**What to work on**
Return the records word for word. Any pictures in them are not part of the copy.

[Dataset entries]
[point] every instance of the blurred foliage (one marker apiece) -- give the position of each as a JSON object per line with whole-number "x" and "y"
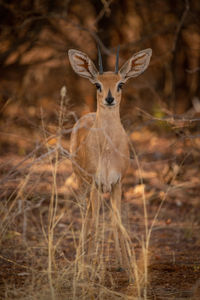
{"x": 36, "y": 34}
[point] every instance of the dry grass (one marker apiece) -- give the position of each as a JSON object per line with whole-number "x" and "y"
{"x": 42, "y": 233}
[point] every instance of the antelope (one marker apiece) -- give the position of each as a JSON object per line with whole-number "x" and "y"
{"x": 99, "y": 145}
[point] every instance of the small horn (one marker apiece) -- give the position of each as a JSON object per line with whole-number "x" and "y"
{"x": 100, "y": 61}
{"x": 117, "y": 61}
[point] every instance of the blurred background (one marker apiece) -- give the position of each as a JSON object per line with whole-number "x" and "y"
{"x": 36, "y": 34}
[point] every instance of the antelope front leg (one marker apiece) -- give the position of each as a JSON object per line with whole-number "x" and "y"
{"x": 118, "y": 228}
{"x": 95, "y": 202}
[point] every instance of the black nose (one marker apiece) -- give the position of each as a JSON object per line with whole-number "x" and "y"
{"x": 109, "y": 99}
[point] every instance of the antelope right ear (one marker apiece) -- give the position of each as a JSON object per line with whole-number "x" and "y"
{"x": 136, "y": 65}
{"x": 82, "y": 65}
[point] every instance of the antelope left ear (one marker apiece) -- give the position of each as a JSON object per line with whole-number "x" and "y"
{"x": 82, "y": 64}
{"x": 136, "y": 65}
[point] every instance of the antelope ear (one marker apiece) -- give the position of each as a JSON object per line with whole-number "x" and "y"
{"x": 82, "y": 65}
{"x": 136, "y": 65}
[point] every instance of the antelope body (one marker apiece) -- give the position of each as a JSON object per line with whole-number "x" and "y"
{"x": 99, "y": 144}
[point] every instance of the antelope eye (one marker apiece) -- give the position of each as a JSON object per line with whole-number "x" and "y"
{"x": 119, "y": 87}
{"x": 98, "y": 86}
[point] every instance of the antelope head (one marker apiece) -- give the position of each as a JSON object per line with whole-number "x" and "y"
{"x": 109, "y": 84}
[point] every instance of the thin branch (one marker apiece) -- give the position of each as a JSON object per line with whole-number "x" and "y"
{"x": 180, "y": 25}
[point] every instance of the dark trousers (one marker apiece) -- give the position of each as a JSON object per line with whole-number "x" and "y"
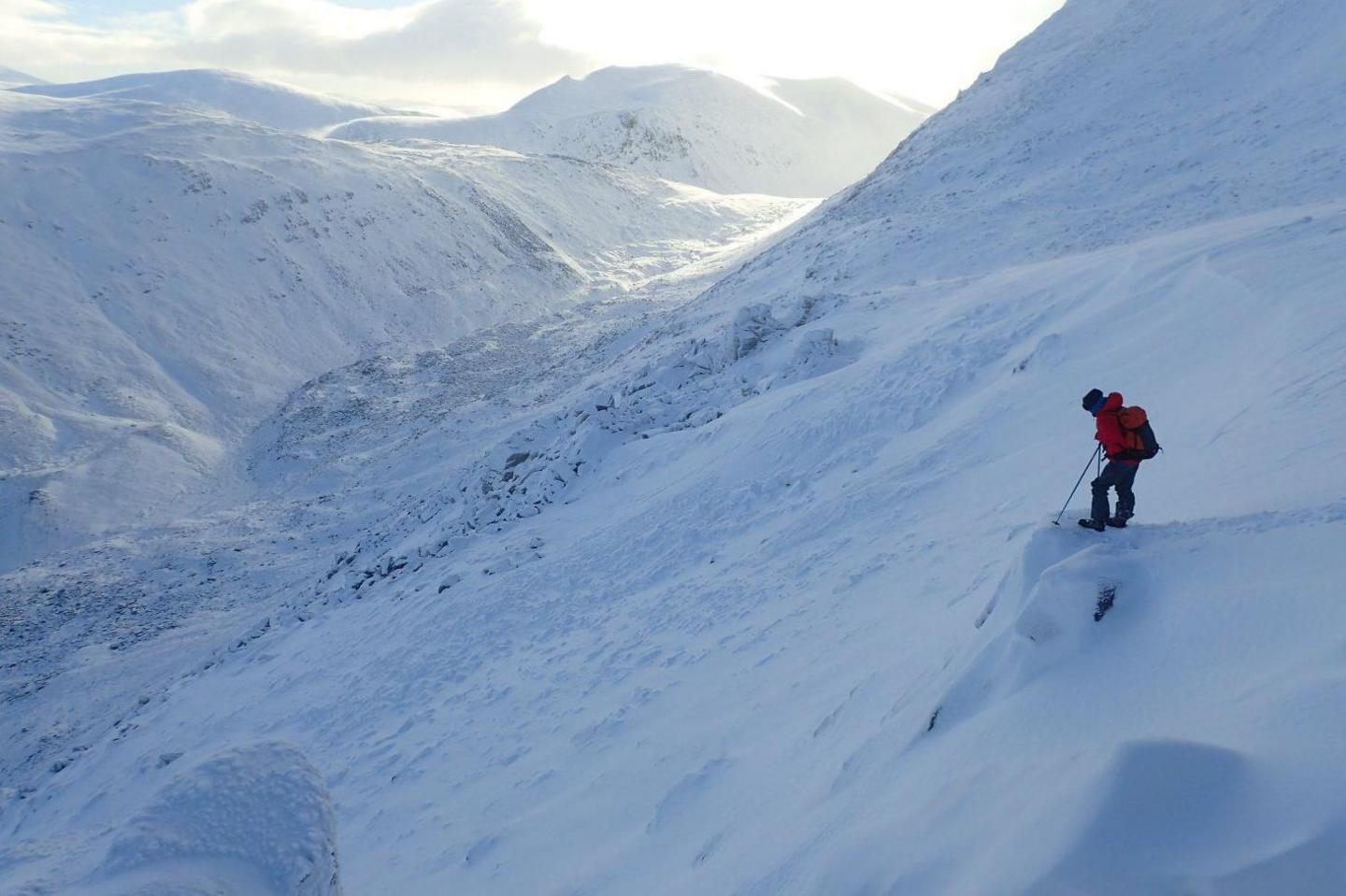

**Response**
[point] every instance of the blurred foliage (one marker apiece) -- give the position of each as a JSON object per line with whole-number "x" and "y"
{"x": 36, "y": 34}
[point] every instance of the dry grass (one marker apiece) -- give the position of each as a JSON object per line with whole-number "x" and "y"
{"x": 42, "y": 233}
[point] every instance of the antelope (one marker apiece) -- give the position of each as a JSON object per line with whole-number "x" and "y"
{"x": 99, "y": 145}
[point] every instance of the small horn (one marker apiece) -- give the position of each as a JSON object per line with whole-number "x" and "y"
{"x": 100, "y": 61}
{"x": 117, "y": 61}
[point] every instance of the blurred background (one marker apiece) -- give the position of each as a JSON object per line with whole-number "x" and "y"
{"x": 36, "y": 34}
[point] every instance of the antelope front leg (one marker apiece) -- give the position of each as a JSON object per line with whole-number "x" and "y"
{"x": 118, "y": 228}
{"x": 95, "y": 202}
[point] every instance of the black nose (one marker apiece) -- give the position of each as a JSON object per line with whole-number "x" and "y"
{"x": 109, "y": 99}
[point] every instance of the antelope right ear (one marker apiece) -- give the position of each as a JSON object per line with whole-number "x" and "y"
{"x": 136, "y": 65}
{"x": 82, "y": 65}
[point] every instance of the antelope left ear (one marker apiece) -- give the position of each as a JSON object per line with whole-number "x" and "y"
{"x": 82, "y": 64}
{"x": 136, "y": 65}
[point] every instance of the antelope ear (one marker apiece) -- give the position of each as a JSON object per line with whole-number "x" and "y"
{"x": 82, "y": 65}
{"x": 136, "y": 65}
[point] every instance of the antelope body (one marker apiece) -- give the position of each as a JSON object per line with whole-number "x" and "y"
{"x": 99, "y": 144}
[point] every instance of the antelope eye (one marker apiece) -- give the position of each as a JSON object per line with whole-number "x" and "y"
{"x": 119, "y": 87}
{"x": 98, "y": 86}
[point] every instance of the antelope head (one marker apiece) -- give the position of each as a JSON object per line with whole-number "x" and "y"
{"x": 109, "y": 84}
[point] every instance of the thin branch (one marker apiece) -- give the position of each as a JSON object per line with whole-number "x" and "y"
{"x": 180, "y": 25}
[point] every instance of the dark trousers (one marker apiece) -- give the position of each as a JSON object per line with whole-number "x" and "y"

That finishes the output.